--- Start THE DATA ---
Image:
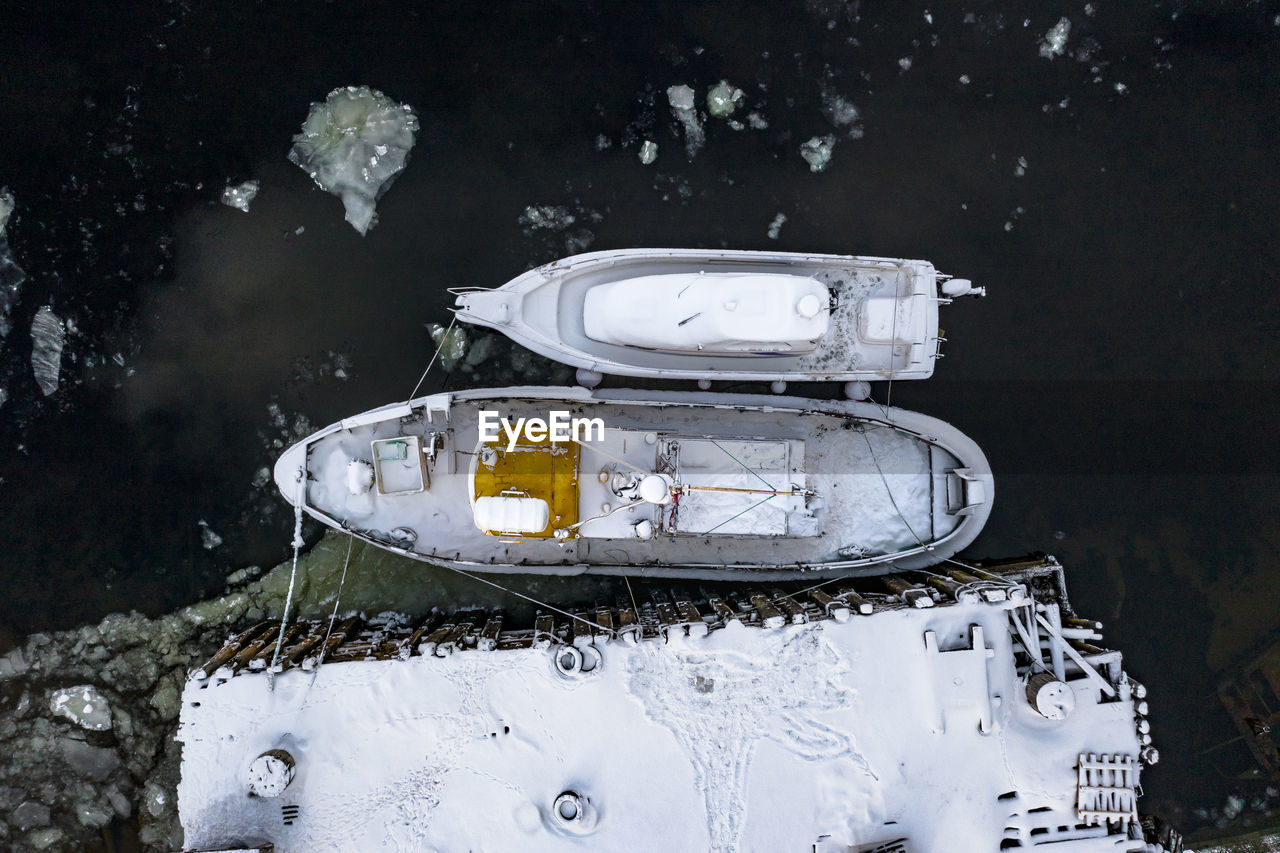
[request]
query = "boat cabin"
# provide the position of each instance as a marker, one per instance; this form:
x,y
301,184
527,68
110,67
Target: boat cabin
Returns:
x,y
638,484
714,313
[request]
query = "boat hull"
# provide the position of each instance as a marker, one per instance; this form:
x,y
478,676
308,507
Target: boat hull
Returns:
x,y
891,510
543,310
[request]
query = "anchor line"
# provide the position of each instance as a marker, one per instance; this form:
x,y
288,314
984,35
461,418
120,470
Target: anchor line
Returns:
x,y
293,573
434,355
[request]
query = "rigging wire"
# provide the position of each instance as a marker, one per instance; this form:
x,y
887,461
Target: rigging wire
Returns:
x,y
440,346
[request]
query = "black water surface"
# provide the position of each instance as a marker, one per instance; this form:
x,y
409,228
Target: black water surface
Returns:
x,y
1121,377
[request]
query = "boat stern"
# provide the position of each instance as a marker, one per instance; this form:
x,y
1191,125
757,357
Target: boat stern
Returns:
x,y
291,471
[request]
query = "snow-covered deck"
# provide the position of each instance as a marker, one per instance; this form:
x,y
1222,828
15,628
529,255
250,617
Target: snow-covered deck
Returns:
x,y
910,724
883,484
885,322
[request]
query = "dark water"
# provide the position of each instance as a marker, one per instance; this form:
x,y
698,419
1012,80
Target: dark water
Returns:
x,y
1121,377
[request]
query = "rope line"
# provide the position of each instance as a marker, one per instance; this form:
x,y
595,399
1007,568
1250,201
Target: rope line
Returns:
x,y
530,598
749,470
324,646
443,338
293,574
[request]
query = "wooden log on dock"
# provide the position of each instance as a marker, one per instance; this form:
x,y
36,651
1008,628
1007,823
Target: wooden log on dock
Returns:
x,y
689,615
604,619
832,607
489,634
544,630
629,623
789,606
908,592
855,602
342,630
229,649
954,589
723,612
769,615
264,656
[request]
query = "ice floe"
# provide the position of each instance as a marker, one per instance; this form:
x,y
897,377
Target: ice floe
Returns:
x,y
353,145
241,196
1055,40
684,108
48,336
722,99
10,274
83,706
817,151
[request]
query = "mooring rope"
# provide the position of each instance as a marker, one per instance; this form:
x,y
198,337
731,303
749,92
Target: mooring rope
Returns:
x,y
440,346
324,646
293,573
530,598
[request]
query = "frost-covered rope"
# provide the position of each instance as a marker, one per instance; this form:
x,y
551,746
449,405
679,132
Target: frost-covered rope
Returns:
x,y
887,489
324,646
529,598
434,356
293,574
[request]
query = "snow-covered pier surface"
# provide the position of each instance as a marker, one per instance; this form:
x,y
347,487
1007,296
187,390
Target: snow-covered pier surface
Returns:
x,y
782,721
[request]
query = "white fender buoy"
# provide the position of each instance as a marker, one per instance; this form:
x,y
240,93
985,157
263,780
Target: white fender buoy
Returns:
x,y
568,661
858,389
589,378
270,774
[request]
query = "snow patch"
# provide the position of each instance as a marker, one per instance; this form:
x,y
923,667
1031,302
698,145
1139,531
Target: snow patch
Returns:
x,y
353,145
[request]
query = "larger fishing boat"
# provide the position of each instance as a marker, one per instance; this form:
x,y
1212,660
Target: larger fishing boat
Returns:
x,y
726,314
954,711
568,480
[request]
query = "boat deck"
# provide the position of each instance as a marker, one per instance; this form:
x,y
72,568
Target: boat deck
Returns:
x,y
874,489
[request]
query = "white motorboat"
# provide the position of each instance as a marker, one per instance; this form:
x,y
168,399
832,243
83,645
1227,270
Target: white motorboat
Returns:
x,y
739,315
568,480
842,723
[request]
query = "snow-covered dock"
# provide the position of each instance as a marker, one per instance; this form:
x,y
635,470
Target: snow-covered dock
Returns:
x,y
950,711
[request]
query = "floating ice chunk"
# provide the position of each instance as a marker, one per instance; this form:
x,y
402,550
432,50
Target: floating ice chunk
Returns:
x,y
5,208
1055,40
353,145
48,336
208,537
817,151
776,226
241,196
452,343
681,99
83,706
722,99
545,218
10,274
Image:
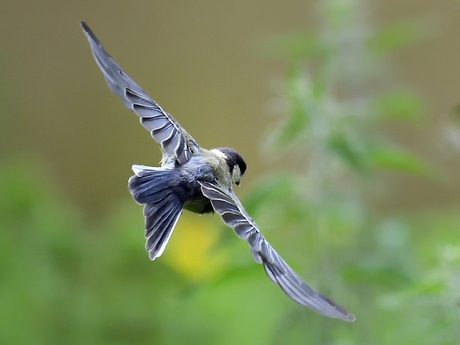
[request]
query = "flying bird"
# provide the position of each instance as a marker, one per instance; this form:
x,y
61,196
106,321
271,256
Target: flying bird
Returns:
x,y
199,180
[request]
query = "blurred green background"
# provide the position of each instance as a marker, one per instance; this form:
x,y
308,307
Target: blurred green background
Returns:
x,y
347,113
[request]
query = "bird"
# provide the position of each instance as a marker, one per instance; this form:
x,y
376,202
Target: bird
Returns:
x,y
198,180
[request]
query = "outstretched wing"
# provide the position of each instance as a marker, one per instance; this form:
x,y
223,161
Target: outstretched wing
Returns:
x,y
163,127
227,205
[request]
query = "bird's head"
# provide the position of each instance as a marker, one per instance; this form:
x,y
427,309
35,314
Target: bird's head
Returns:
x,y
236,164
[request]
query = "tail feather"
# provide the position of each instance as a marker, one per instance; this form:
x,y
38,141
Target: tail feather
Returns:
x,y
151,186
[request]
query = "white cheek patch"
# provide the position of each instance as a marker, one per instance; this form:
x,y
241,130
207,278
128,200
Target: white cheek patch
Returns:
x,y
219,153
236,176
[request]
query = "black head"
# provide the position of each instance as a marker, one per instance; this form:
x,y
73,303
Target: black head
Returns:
--- End THE DATA ---
Your task is to set down the records shown above exactly, minus any pictures.

Image:
[request]
query = "boat cabin"
# provide the position of each instance as a marker, one per instance; this form:
x,y
301,184
527,68
110,67
Target: boat cabin
Returns:
x,y
638,484
714,313
[request]
query = "boat hull"
# provide the position of each instance as a marker, one per instance; this form:
x,y
478,676
308,507
Target: boat hull
Returns:
x,y
891,510
543,310
[request]
query = "anchor line"
# provide the position of each instance as a marker, one per instance; this form:
x,y
288,314
984,35
461,418
120,470
Target: anchor line
Returns:
x,y
293,573
434,355
[request]
query = "rigging wire"
# provide the position of each instance as a marker, one per instance; this form:
x,y
887,461
Target: rigging wire
Returns:
x,y
440,346
[request]
query = "black water surface"
# provide the position of each instance as a marker, one per instance; this form:
x,y
409,228
Target: black water surface
Returns:
x,y
1121,377
[request]
query = "boat stern"
# provide the position of each instance as a marker, one per instance; this form:
x,y
1191,125
757,357
Target: boat stern
Returns:
x,y
291,471
[request]
query = "snow-covered deck"
# provide the position of each instance as a marker, one per instance; this form:
x,y
1222,828
15,628
529,255
250,617
Target: snow-covered deck
Returns:
x,y
910,724
883,484
885,322
[request]
query = "dark water"
# provide the position of each instance as a marker, one per instance; this form:
x,y
698,419
1012,80
Target: dark water
Returns:
x,y
1121,377
[request]
query = "rope line"
# provide the position of each instance as a marker, one per instance; this form:
x,y
595,399
1007,568
1250,201
Target: rope line
Returns:
x,y
530,598
749,470
324,646
443,338
293,574
[request]
query = "wooden log on dock"
# provide the position of each instance as a marker, one per instance; this form:
x,y
36,651
1008,628
1007,823
Target: wooden log on dock
Returns:
x,y
689,615
604,619
832,607
489,634
544,630
629,623
789,606
908,592
855,602
342,630
229,649
954,589
723,612
769,615
264,656
[request]
query = "ice floe"
# provide the position of each instance as a marker, one per instance; this form:
x,y
897,377
Target: ice floe
Returns:
x,y
353,145
241,196
1055,40
684,108
48,336
722,99
10,274
83,706
817,151
[request]
query = "mooring rope"
# provide the position of each instance as a marker, one per instance; this form:
x,y
198,337
731,303
749,92
Target: mooring rope
Returns:
x,y
440,346
324,646
293,573
530,598
[request]
query = "frost-covered rope"
# provide the position of each instance as a marker, one per instance; this form:
x,y
551,746
449,405
679,132
Target: frost-covered rope
Returns:
x,y
887,489
324,646
529,598
434,356
293,574
[request]
query = "snow-covered pier surface"
# provide the position of each instance as a marker, one per instance; this form:
x,y
347,487
1007,296
187,390
Target: snow-covered pier surface
Returns:
x,y
782,721
[request]
query = "white fender buoy"
# provide the position of each instance as a marker, one per instance; this form:
x,y
240,93
985,157
263,780
Target: white fender buoy
Returns:
x,y
568,661
858,389
589,378
270,774
[request]
query = "snow patch"
# provide the position of each instance as a marker, one per instance; this form:
x,y
923,667
1031,302
698,145
1139,531
Target: snow patch
Returns:
x,y
353,145
[request]
query = "larger fishing boat"
# provide the position of each instance as a marker, one per instance; this form:
x,y
1212,660
Target: larger fishing boat
Returns:
x,y
726,314
954,711
568,480
[request]
query = "boat deck"
# provide the position of each instance as a marker, one per instance; this form:
x,y
72,568
Target: boat deck
Returns:
x,y
874,489
[request]
query = "white motorboat"
# provide the position of each instance as a marker, one per instance; this form:
x,y
168,399
832,243
83,645
1227,270
Target: white motorboat
Returns:
x,y
739,315
568,480
842,723
[request]
query = "snow-covered dock"
# provide the position of each instance as a marker, one per instance; this form:
x,y
635,470
Target: snow-covered dock
Returns:
x,y
950,711
[request]
query = "floating ice chunk"
# provide the position of each instance as a marker, one per instance; this form:
x,y
402,550
432,50
Target: floating ice chunk
Returns:
x,y
5,208
1055,40
353,145
48,336
208,537
817,151
776,226
241,196
452,343
681,99
83,706
722,99
545,218
10,274
Image:
[request]
query = "flying bird"
# provide the position of each instance as a marker, one per instance; this form:
x,y
61,196
106,321
271,256
Target: flying bird
Returns:
x,y
199,180
[request]
query = "blurred green background"
# provide the position of each instance as a marker, one per instance; this form:
x,y
308,307
Target: blurred green background
Returns:
x,y
347,113
[request]
query = "bird"
# provide the position of each instance as a marker, one per instance; this form:
x,y
376,202
Target: bird
Returns:
x,y
198,180
[request]
query = "outstretched wing"
# provide the position of each instance as a marker, one per instance; this form:
x,y
223,161
Target: outstretched wing
Returns:
x,y
163,127
227,205
[request]
query = "bird's head"
# provide the position of each instance as a marker, one per instance; this form:
x,y
427,309
35,314
Target: bird's head
Returns:
x,y
236,164
[request]
query = "tail feather"
# provide the position of each instance as a marker, one per instance; this form:
x,y
38,141
Target: tail feather
Returns:
x,y
151,186
[request]
query = "white cheek patch"
# provide the position of each instance as a marker, one per instance; this form:
x,y
241,130
207,278
128,200
Target: white cheek patch
Returns:
x,y
219,153
236,176
[request]
query = "black head"
# provide the position of each instance as a marker, one per instance; this form:
x,y
73,303
Target: black head
Returns:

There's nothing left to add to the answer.